(Source data)

○ ○ ○ ○ ○

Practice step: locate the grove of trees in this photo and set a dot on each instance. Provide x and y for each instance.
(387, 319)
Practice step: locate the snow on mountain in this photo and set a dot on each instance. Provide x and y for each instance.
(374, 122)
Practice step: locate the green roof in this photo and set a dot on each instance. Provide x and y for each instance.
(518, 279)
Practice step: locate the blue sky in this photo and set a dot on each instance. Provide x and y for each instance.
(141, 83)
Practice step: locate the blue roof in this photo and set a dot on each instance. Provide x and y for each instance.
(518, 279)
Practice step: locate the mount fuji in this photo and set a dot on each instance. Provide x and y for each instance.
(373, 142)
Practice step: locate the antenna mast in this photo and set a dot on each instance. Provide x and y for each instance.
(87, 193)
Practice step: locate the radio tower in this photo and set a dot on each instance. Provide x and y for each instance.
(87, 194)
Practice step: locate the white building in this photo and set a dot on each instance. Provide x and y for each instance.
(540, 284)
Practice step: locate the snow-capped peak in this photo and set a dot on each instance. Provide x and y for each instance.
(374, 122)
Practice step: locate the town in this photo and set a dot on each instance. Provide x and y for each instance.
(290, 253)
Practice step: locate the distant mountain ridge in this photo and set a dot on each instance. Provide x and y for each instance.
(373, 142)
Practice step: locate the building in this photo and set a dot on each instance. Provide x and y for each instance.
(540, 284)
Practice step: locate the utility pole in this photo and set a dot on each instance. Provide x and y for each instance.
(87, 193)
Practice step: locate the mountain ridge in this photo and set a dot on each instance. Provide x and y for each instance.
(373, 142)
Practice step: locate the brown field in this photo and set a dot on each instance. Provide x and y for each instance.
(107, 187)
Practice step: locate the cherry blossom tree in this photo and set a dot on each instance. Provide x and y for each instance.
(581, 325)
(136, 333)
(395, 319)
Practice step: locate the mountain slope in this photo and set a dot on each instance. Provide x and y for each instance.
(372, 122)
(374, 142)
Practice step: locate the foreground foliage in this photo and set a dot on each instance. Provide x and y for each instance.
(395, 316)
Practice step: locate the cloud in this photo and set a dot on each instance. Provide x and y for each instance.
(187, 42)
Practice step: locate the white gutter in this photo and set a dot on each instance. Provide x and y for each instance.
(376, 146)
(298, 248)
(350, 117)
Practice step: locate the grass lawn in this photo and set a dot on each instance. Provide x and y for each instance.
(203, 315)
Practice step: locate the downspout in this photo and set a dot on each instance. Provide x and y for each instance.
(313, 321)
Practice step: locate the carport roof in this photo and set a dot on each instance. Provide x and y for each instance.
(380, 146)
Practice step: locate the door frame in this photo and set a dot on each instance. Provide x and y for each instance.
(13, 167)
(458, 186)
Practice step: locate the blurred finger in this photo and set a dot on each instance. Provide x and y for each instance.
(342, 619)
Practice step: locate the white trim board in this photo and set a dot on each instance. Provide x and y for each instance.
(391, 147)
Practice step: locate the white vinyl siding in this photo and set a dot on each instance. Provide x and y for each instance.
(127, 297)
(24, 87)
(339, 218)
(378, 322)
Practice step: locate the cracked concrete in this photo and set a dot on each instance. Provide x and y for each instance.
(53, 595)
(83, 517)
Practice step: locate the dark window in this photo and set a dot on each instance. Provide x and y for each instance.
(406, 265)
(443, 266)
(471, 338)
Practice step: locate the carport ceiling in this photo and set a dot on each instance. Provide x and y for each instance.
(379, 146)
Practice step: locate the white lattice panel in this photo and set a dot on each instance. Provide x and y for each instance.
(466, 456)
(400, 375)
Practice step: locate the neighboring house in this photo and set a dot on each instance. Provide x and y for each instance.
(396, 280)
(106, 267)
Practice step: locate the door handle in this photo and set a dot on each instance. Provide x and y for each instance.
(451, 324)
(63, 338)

○ ○ ○ ○ ○

**WHAT IS NEEDED**
Exactly the lines from the one containing "Practice step: locate the cracked" through the final line of the records must appear in your reply, and no others.

**EXERCISE OUTPUT**
Practice step: locate the cracked concrete in this photo and set a dot on each instance. Provide x and y for each instance.
(53, 595)
(83, 517)
Practice step: locate the dark window in this photo and set a dot on each instance. Provide x and y for each instance.
(406, 265)
(443, 266)
(471, 338)
Practice step: locate the carport ceiling in this photo and set a dot on each instance. Provide x and y for each instance.
(379, 146)
Practice step: locate the white lattice panel in this photo and set a dot on each instance. Provide x and y for each instance.
(466, 456)
(400, 375)
Practice step: locate the neighboring house in this photo and set a dot on each instance. Provide x and y for each instance.
(396, 280)
(106, 267)
Practice step: locate the door handle in this photo and set a dot on each instance. Provide x and y for each instance.
(451, 324)
(63, 338)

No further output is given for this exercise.